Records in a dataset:
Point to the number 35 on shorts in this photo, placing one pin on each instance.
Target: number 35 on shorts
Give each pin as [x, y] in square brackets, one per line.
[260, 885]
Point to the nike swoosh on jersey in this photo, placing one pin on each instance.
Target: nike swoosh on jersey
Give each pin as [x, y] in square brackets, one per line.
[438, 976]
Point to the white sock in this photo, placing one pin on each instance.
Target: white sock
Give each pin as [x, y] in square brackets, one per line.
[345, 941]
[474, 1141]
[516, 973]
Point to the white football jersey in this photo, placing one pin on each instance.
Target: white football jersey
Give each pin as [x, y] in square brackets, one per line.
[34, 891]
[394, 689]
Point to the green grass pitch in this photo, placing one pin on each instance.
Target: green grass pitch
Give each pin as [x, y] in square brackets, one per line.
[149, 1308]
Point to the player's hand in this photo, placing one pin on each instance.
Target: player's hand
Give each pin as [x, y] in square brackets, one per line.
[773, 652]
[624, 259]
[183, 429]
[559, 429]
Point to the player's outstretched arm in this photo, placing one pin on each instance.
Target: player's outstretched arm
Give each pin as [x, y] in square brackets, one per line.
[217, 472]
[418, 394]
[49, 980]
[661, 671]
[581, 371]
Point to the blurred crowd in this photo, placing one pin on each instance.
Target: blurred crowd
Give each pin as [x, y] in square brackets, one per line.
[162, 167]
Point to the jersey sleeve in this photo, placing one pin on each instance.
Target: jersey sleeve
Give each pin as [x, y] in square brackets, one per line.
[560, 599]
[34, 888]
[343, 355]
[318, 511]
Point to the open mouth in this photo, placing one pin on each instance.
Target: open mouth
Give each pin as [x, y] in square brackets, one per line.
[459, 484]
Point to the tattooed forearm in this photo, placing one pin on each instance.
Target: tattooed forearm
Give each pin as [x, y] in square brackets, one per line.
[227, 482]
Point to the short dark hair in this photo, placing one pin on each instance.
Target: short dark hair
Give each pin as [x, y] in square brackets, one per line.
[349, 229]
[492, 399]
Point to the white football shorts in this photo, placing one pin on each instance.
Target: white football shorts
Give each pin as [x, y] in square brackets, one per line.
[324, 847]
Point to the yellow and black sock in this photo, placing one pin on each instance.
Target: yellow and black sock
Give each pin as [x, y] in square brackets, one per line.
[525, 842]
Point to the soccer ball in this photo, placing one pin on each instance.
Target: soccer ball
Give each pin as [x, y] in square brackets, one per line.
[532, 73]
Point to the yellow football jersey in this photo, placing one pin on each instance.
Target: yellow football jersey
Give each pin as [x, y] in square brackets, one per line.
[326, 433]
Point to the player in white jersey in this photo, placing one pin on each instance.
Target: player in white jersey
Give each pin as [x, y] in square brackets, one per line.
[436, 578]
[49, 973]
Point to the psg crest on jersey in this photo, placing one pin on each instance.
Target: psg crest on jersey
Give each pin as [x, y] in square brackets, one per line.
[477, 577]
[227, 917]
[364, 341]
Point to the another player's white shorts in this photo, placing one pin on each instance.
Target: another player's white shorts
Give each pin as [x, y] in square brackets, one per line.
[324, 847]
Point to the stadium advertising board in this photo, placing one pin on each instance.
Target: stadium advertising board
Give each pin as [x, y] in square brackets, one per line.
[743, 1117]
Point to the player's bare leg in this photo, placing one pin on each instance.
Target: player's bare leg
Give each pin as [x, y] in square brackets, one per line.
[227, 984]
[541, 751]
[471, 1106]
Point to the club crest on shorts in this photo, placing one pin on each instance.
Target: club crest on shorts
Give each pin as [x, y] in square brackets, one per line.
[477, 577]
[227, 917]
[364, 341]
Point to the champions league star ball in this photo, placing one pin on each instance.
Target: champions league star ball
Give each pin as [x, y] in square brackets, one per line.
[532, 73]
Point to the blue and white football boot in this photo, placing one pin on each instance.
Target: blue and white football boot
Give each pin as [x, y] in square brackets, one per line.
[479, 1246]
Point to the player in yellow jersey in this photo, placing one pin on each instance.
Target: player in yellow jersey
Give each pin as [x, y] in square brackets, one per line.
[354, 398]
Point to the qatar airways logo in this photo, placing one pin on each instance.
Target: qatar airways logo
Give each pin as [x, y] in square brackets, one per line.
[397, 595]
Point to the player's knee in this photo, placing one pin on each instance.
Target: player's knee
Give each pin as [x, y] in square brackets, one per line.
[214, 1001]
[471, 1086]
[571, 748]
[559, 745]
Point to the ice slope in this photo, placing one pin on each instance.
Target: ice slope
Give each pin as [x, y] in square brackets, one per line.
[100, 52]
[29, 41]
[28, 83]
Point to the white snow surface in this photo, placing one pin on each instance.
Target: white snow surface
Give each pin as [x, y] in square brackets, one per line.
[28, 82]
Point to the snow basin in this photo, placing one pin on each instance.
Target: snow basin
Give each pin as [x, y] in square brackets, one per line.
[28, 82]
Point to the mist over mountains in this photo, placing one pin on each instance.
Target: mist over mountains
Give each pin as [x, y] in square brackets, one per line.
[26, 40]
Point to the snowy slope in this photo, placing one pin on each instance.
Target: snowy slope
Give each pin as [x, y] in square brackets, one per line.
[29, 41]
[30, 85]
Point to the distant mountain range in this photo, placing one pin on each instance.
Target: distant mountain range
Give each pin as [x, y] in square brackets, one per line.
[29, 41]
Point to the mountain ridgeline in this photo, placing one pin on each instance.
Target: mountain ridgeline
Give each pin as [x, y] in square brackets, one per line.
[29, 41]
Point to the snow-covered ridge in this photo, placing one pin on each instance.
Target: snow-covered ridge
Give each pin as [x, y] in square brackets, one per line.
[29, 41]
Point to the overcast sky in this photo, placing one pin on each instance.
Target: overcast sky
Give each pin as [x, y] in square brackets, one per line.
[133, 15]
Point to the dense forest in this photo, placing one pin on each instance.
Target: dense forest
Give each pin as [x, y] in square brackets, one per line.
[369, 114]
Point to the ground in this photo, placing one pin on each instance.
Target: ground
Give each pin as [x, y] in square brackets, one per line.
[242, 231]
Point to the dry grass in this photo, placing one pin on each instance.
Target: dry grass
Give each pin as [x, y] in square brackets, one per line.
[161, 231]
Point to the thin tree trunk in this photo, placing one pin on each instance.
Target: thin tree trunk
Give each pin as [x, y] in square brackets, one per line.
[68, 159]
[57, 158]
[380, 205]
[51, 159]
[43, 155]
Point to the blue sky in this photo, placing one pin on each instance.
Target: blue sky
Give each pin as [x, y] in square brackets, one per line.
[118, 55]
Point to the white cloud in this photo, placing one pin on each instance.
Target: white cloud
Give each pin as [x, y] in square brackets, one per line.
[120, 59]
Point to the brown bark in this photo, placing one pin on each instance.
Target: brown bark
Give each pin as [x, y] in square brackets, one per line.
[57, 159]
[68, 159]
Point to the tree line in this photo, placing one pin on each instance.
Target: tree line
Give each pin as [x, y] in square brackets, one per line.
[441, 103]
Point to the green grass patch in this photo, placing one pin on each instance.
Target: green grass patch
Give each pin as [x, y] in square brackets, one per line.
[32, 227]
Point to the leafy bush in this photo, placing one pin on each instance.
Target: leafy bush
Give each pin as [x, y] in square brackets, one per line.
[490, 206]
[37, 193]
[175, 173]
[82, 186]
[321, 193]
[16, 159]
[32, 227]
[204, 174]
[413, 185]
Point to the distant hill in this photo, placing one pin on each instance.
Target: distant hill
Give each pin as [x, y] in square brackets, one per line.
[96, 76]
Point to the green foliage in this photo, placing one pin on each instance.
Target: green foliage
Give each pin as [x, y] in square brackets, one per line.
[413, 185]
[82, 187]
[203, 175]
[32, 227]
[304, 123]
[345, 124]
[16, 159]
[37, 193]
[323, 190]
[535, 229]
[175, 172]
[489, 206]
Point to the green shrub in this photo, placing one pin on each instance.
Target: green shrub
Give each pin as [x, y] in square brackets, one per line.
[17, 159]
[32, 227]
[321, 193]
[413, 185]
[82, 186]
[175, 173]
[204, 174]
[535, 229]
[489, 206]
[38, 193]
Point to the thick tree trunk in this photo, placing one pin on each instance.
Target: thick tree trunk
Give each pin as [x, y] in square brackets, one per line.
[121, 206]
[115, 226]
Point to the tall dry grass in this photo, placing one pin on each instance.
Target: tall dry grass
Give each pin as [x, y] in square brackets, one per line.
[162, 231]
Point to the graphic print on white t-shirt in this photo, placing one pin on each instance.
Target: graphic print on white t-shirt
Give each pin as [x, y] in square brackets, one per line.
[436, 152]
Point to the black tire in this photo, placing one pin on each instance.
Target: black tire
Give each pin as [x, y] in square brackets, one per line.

Task prompt:
Reproduce verbatim the lines from the one containing "Point to the blue and" through the one containing "[479, 1246]", inclusive.

Complete answer:
Point to the blue and white football boot in this photo, placing one pin on each instance.
Target: blue and white football boot
Give each pin as [x, y] in square brackets, one per line.
[479, 1246]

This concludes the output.